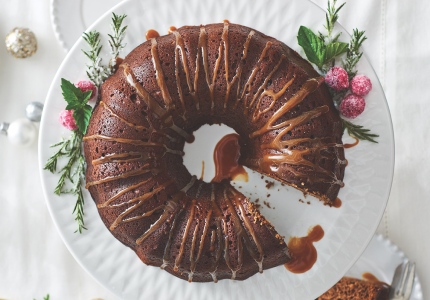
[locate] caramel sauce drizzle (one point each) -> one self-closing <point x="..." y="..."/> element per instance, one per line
<point x="122" y="140"/>
<point x="142" y="170"/>
<point x="170" y="207"/>
<point x="180" y="56"/>
<point x="247" y="85"/>
<point x="184" y="237"/>
<point x="308" y="87"/>
<point x="159" y="75"/>
<point x="120" y="158"/>
<point x="140" y="201"/>
<point x="122" y="119"/>
<point x="164" y="115"/>
<point x="122" y="192"/>
<point x="246" y="237"/>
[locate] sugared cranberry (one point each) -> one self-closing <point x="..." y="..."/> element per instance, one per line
<point x="67" y="120"/>
<point x="85" y="85"/>
<point x="361" y="85"/>
<point x="337" y="78"/>
<point x="352" y="106"/>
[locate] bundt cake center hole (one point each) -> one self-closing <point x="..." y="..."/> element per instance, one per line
<point x="214" y="154"/>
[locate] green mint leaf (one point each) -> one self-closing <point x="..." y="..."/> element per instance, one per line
<point x="71" y="94"/>
<point x="335" y="49"/>
<point x="82" y="117"/>
<point x="359" y="131"/>
<point x="86" y="97"/>
<point x="314" y="48"/>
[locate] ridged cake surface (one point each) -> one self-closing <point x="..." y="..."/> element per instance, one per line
<point x="162" y="92"/>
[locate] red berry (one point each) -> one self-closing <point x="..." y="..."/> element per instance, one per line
<point x="352" y="106"/>
<point x="67" y="120"/>
<point x="337" y="78"/>
<point x="361" y="85"/>
<point x="85" y="86"/>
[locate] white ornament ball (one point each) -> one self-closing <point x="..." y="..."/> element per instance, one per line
<point x="33" y="111"/>
<point x="22" y="132"/>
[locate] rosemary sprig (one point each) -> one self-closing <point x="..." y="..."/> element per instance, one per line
<point x="331" y="17"/>
<point x="353" y="55"/>
<point x="359" y="132"/>
<point x="73" y="172"/>
<point x="96" y="72"/>
<point x="116" y="39"/>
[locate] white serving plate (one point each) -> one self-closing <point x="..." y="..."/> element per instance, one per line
<point x="348" y="229"/>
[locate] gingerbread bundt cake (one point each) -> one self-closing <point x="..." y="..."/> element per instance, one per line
<point x="349" y="288"/>
<point x="162" y="92"/>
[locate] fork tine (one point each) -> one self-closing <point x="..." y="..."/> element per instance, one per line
<point x="409" y="281"/>
<point x="403" y="280"/>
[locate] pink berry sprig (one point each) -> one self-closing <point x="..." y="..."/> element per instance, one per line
<point x="348" y="95"/>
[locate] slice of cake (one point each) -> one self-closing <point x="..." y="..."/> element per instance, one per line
<point x="349" y="288"/>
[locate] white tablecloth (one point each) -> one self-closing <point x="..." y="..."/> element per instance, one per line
<point x="33" y="258"/>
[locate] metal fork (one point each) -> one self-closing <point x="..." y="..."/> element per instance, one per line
<point x="403" y="281"/>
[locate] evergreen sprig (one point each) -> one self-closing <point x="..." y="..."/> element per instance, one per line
<point x="116" y="38"/>
<point x="72" y="173"/>
<point x="331" y="17"/>
<point x="96" y="72"/>
<point x="359" y="132"/>
<point x="354" y="54"/>
<point x="323" y="49"/>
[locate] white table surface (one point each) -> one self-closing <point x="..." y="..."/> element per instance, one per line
<point x="33" y="259"/>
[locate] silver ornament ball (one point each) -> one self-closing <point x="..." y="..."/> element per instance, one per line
<point x="21" y="42"/>
<point x="33" y="111"/>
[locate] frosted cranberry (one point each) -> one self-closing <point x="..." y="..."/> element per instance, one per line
<point x="361" y="85"/>
<point x="352" y="106"/>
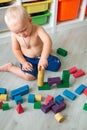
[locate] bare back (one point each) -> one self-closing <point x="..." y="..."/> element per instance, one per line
<point x="30" y="46"/>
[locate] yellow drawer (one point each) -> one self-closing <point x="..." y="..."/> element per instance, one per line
<point x="35" y="7"/>
<point x="4" y="1"/>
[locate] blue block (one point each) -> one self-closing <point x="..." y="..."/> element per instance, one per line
<point x="69" y="94"/>
<point x="19" y="91"/>
<point x="80" y="89"/>
<point x="18" y="99"/>
<point x="3" y="91"/>
<point x="31" y="98"/>
<point x="59" y="99"/>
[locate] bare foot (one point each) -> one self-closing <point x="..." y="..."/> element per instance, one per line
<point x="6" y="67"/>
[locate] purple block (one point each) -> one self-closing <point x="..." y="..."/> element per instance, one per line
<point x="54" y="80"/>
<point x="58" y="108"/>
<point x="46" y="108"/>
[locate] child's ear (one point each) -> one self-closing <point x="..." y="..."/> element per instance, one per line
<point x="30" y="20"/>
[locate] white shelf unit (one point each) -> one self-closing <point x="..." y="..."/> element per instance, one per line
<point x="53" y="25"/>
<point x="3" y="26"/>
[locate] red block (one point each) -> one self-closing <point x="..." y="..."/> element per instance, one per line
<point x="79" y="73"/>
<point x="73" y="70"/>
<point x="1" y="104"/>
<point x="85" y="91"/>
<point x="19" y="108"/>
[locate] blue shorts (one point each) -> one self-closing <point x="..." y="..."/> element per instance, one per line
<point x="53" y="64"/>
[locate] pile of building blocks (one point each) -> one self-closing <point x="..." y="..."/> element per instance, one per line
<point x="40" y="78"/>
<point x="54" y="80"/>
<point x="55" y="105"/>
<point x="76" y="72"/>
<point x="62" y="52"/>
<point x="65" y="79"/>
<point x="69" y="94"/>
<point x="80" y="89"/>
<point x="19" y="108"/>
<point x="19" y="91"/>
<point x="35" y="99"/>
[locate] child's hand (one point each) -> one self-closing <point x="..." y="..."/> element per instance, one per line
<point x="42" y="63"/>
<point x="27" y="66"/>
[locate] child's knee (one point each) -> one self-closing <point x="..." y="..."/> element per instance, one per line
<point x="54" y="66"/>
<point x="29" y="77"/>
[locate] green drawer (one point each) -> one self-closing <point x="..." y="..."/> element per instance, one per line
<point x="40" y="18"/>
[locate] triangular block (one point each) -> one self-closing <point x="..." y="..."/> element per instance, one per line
<point x="19" y="108"/>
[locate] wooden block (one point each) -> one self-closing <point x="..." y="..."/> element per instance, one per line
<point x="3" y="97"/>
<point x="19" y="91"/>
<point x="19" y="108"/>
<point x="59" y="117"/>
<point x="79" y="73"/>
<point x="62" y="52"/>
<point x="37" y="97"/>
<point x="73" y="70"/>
<point x="37" y="105"/>
<point x="44" y="87"/>
<point x="54" y="80"/>
<point x="40" y="77"/>
<point x="48" y="99"/>
<point x="31" y="98"/>
<point x="85" y="91"/>
<point x="69" y="94"/>
<point x="3" y="91"/>
<point x="80" y="89"/>
<point x="5" y="106"/>
<point x="18" y="99"/>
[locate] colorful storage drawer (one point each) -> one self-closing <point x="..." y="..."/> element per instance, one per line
<point x="68" y="9"/>
<point x="36" y="7"/>
<point x="41" y="18"/>
<point x="4" y="1"/>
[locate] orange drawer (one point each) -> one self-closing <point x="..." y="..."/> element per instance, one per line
<point x="68" y="9"/>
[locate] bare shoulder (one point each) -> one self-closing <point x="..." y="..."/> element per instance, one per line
<point x="15" y="43"/>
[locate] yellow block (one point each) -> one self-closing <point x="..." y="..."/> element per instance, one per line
<point x="4" y="1"/>
<point x="59" y="117"/>
<point x="3" y="97"/>
<point x="36" y="7"/>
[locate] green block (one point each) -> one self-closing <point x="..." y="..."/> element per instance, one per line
<point x="63" y="85"/>
<point x="62" y="52"/>
<point x="37" y="105"/>
<point x="85" y="107"/>
<point x="5" y="106"/>
<point x="44" y="87"/>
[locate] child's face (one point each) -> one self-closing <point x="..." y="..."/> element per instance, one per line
<point x="23" y="29"/>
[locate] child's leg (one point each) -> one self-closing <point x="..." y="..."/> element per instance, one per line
<point x="17" y="71"/>
<point x="53" y="63"/>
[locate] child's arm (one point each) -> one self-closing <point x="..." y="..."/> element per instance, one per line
<point x="47" y="47"/>
<point x="19" y="55"/>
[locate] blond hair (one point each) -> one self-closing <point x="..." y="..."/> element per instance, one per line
<point x="15" y="13"/>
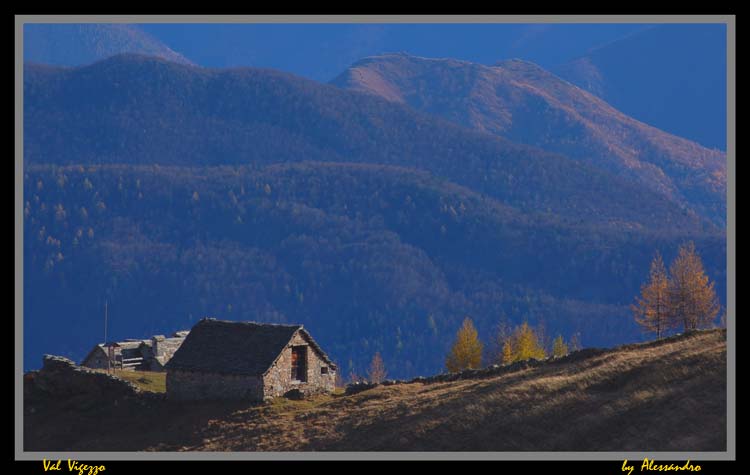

■ ■ ■ ■ ■ ■ ■

Could you retype, word for word, the lines starting at the one that contains "[locate] child's face" and ending at the last of the rows, leaving out the pictures?

— Reply to the exercise —
[locate] child's face (one point each) -> one self-closing <point x="..." y="..."/> element per instance, one per line
<point x="23" y="29"/>
[locate] child's leg (one point each) -> one self-closing <point x="..." y="..."/> element per instance, one per line
<point x="17" y="71"/>
<point x="53" y="63"/>
[locate] child's arm (one point each) -> one self-closing <point x="..." y="..."/> element per instance, one per line
<point x="47" y="47"/>
<point x="19" y="55"/>
[locate] blond hair (one point each) -> one self-closing <point x="..." y="..."/> element per instance, one per line
<point x="15" y="13"/>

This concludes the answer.